• _Set exercise_: Retype the data below word for word, starting at the line with "the textured ceiling." and ending at the line with "x=175 y=312", with both of those lines included.
════════════════════
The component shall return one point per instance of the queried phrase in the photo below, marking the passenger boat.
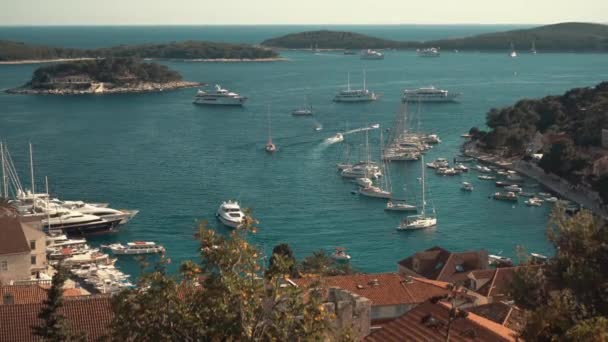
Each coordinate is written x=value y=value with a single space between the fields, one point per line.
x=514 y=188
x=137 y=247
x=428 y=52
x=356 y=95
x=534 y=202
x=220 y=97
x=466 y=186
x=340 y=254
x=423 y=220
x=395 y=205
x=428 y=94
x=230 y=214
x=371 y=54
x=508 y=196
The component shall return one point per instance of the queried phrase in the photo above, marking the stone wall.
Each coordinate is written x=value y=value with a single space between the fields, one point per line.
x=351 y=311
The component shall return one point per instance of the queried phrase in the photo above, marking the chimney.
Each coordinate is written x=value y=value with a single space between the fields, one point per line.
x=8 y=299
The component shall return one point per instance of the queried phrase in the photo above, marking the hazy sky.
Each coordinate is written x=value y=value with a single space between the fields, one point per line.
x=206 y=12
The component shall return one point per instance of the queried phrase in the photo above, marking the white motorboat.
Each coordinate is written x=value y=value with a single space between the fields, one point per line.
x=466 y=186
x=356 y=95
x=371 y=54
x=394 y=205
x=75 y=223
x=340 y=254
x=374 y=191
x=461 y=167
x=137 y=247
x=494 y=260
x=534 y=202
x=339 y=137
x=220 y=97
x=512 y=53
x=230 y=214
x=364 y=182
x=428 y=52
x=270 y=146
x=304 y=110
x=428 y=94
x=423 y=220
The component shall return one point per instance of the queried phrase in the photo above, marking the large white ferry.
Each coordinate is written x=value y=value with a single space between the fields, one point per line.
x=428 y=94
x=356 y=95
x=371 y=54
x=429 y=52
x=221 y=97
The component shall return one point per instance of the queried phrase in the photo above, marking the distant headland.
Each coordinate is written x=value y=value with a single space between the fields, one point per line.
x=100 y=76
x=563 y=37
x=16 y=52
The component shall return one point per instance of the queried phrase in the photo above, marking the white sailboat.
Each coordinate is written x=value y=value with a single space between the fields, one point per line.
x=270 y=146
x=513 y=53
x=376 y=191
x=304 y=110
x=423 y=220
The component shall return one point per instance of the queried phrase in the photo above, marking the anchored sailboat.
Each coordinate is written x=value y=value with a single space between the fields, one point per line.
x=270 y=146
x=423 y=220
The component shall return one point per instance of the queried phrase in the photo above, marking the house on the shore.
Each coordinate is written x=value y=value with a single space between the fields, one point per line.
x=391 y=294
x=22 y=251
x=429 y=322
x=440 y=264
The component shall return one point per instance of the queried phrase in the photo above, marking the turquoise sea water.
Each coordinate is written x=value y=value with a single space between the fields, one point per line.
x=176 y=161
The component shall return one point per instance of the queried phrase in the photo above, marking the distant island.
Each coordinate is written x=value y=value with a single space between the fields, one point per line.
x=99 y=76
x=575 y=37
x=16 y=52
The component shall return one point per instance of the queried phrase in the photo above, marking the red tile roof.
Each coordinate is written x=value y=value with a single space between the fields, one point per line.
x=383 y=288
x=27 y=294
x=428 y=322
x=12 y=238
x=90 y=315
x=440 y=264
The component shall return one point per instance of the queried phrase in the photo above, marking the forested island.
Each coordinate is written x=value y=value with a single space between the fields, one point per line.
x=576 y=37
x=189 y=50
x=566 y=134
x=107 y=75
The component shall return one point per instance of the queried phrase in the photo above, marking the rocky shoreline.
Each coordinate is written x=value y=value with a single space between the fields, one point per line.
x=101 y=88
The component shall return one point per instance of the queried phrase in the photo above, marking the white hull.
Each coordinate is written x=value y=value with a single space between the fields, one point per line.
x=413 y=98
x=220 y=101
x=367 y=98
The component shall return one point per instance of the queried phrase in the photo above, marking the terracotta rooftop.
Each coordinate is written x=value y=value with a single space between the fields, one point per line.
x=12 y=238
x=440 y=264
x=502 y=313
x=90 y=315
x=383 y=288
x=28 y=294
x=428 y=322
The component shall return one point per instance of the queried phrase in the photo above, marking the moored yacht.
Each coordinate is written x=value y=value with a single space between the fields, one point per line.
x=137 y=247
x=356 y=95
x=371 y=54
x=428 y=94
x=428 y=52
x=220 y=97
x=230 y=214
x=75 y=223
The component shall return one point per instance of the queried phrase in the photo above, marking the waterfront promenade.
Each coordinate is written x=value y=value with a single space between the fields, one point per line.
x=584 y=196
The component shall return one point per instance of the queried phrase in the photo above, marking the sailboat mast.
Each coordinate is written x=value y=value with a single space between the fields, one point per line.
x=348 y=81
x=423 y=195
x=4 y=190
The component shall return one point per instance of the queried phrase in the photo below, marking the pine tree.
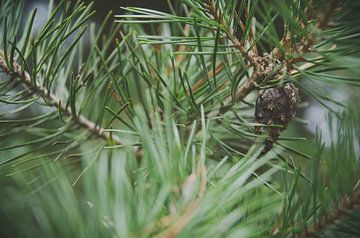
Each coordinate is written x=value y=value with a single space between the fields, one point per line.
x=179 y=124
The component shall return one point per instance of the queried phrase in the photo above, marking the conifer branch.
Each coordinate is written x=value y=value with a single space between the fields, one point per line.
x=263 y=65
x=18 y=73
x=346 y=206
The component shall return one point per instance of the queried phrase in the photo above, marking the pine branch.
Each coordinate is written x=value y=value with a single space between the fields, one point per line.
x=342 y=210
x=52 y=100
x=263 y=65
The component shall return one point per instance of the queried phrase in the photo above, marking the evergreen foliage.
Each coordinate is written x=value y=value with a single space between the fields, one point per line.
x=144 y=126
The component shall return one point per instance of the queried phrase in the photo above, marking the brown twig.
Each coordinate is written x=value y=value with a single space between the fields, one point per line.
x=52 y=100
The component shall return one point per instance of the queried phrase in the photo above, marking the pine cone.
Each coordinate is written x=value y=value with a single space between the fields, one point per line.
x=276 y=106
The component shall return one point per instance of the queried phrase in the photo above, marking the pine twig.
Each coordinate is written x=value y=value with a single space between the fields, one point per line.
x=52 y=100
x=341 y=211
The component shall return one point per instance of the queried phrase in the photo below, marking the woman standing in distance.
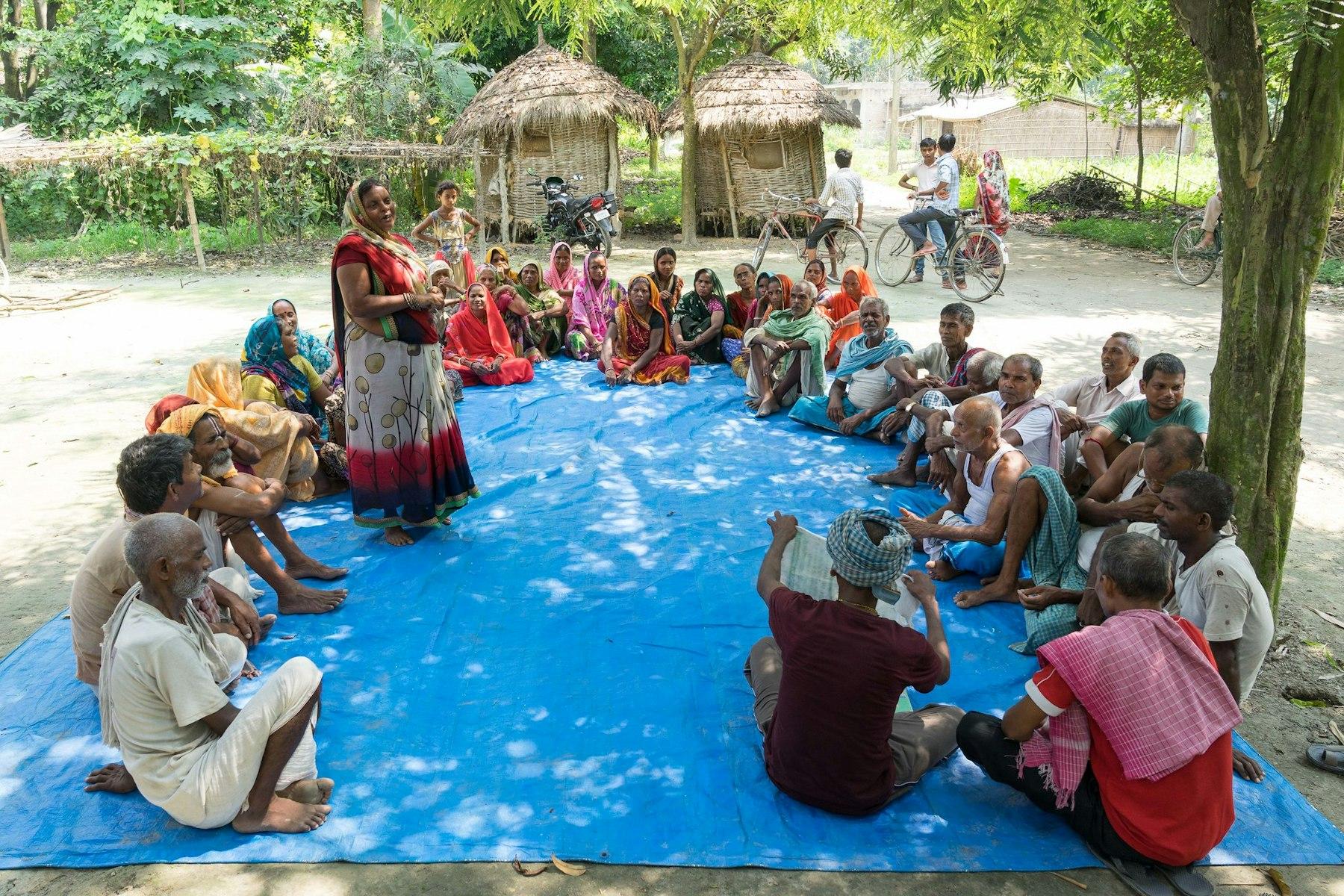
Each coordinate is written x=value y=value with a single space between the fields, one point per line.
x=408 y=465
════════════════════
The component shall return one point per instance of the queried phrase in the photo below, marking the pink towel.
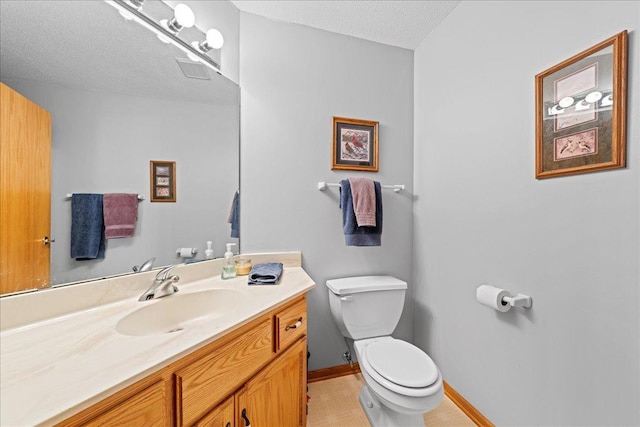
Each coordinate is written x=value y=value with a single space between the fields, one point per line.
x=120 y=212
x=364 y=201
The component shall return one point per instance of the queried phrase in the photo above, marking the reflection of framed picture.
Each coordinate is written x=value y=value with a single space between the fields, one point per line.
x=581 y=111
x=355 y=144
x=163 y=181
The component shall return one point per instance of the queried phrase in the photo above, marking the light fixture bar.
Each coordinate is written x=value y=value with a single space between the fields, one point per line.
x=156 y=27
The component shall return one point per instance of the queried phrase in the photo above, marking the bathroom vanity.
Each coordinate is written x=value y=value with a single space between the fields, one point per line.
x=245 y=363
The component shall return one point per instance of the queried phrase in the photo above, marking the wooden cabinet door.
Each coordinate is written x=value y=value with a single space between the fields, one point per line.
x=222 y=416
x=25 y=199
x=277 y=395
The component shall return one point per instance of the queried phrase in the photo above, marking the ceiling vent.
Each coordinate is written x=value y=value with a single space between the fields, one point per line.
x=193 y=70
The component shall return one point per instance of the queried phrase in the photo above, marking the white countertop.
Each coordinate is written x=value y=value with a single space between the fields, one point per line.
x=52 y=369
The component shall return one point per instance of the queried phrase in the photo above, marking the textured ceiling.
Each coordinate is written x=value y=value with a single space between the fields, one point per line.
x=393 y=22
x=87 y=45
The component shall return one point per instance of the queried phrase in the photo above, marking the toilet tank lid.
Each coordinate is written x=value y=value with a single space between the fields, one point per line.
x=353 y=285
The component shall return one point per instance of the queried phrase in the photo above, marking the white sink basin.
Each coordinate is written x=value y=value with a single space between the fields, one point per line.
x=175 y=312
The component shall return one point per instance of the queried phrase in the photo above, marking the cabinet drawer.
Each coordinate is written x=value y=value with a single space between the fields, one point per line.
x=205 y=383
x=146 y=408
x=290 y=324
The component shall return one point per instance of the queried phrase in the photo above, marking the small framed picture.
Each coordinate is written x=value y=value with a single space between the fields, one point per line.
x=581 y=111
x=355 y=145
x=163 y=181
════════════════════
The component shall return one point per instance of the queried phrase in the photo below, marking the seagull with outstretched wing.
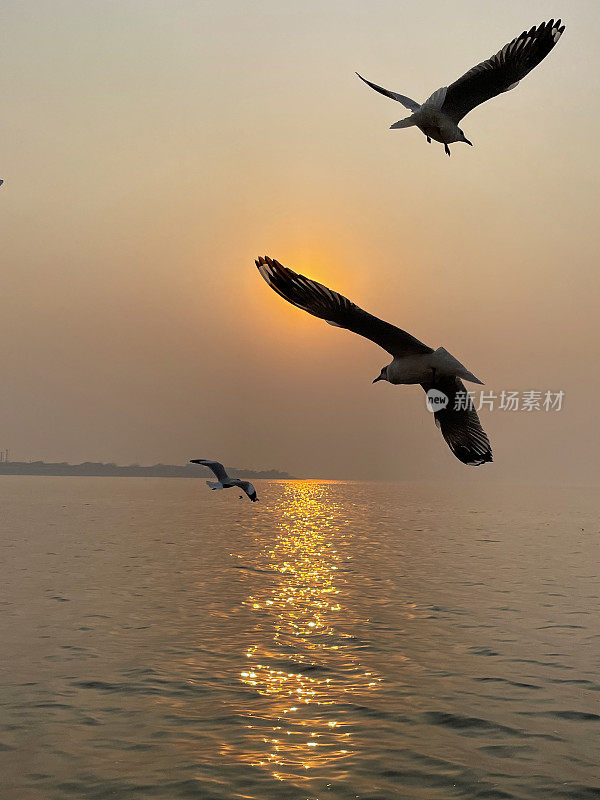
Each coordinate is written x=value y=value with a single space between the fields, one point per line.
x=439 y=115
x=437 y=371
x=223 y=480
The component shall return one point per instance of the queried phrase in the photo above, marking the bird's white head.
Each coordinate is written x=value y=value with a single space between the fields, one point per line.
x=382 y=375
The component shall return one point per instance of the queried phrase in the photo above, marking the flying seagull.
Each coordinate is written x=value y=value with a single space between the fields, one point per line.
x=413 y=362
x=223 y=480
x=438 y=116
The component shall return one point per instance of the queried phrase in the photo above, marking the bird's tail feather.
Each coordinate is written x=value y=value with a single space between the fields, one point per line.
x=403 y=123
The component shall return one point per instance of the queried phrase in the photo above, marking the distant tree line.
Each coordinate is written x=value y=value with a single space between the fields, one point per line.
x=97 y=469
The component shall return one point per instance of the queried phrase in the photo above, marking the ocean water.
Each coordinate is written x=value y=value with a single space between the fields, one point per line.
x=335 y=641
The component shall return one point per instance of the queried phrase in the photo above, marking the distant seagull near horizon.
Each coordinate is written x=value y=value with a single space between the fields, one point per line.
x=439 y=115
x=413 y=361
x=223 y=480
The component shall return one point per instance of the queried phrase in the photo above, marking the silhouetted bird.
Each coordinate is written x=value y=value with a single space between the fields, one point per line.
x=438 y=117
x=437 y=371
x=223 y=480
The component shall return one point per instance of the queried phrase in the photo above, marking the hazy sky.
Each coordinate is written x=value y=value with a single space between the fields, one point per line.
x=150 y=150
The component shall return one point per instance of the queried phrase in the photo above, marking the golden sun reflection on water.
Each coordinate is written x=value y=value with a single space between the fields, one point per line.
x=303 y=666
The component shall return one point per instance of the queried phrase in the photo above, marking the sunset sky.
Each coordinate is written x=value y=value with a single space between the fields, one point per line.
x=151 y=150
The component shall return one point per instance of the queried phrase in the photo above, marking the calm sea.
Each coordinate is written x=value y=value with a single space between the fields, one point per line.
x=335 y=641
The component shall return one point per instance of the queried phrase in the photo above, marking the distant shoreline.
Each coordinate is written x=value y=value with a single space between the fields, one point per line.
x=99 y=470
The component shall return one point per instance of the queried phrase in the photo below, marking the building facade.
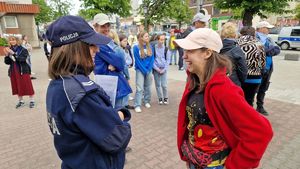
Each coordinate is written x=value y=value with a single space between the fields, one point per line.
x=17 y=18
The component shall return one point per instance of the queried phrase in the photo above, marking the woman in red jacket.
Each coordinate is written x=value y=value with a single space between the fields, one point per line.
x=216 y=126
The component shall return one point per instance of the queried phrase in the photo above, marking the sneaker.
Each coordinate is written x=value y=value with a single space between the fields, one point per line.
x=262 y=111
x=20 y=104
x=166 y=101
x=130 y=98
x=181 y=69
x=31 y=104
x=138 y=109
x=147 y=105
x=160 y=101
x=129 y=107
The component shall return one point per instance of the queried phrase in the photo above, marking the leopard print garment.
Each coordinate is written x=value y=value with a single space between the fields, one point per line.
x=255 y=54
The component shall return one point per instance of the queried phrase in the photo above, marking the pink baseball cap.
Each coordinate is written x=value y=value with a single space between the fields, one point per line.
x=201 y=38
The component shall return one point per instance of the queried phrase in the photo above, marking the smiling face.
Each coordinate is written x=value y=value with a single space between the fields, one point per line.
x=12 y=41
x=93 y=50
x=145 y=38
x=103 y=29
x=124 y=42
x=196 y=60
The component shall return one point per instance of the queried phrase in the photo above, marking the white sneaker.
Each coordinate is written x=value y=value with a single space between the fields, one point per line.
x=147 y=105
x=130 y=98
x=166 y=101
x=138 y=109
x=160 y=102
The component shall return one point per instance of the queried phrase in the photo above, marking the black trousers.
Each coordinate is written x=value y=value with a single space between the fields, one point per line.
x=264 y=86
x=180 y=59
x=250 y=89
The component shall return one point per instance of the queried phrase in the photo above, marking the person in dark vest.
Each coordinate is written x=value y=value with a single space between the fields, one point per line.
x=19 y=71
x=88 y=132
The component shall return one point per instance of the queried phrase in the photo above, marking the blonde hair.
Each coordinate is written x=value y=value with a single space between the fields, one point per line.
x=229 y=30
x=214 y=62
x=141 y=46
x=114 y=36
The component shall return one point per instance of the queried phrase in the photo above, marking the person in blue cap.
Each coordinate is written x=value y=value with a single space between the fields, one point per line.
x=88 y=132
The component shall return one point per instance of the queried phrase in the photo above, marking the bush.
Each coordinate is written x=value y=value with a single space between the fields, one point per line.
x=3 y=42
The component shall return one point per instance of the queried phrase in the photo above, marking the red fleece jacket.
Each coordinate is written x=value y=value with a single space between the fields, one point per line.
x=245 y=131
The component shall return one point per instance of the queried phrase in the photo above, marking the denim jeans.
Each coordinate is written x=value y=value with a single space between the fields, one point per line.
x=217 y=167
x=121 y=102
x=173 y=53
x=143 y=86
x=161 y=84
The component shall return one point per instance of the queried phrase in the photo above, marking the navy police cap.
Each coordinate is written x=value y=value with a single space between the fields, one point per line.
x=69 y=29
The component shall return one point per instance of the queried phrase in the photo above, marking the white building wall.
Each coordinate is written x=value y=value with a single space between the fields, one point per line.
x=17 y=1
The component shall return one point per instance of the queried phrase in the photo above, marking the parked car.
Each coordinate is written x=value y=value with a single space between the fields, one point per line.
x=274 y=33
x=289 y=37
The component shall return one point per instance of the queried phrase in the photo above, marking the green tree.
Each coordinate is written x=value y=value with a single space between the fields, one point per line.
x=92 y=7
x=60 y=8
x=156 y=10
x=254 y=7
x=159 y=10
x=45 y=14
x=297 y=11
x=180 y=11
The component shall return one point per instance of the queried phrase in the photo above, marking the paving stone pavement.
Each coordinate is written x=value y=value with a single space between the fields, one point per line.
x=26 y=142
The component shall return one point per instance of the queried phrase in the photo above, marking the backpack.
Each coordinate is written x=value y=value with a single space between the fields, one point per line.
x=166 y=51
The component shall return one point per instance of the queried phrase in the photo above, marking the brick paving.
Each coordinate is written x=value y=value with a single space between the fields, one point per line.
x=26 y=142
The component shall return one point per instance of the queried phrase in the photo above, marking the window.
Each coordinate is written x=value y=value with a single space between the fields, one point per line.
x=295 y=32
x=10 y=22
════════════════════
• _Solution for this exercise_:
The component shall return one point per instance of the queried phrase in the photo above, marking the textured ceiling.
Each coordinate is written x=value y=value with a single space between the fields, one point per line.
x=393 y=22
x=87 y=45
The component shall return one point per instance of the queried phrase in the photo above, marking the toilet tank lid.
Each coordinate is written x=value y=value with a single space between the fields, one point per line.
x=353 y=285
The component shall return one point per instance of the queried phrase in the photo above, marking the white sink basin.
Each coordinate is written x=value y=value with a single space between the fields, one point per line.
x=175 y=312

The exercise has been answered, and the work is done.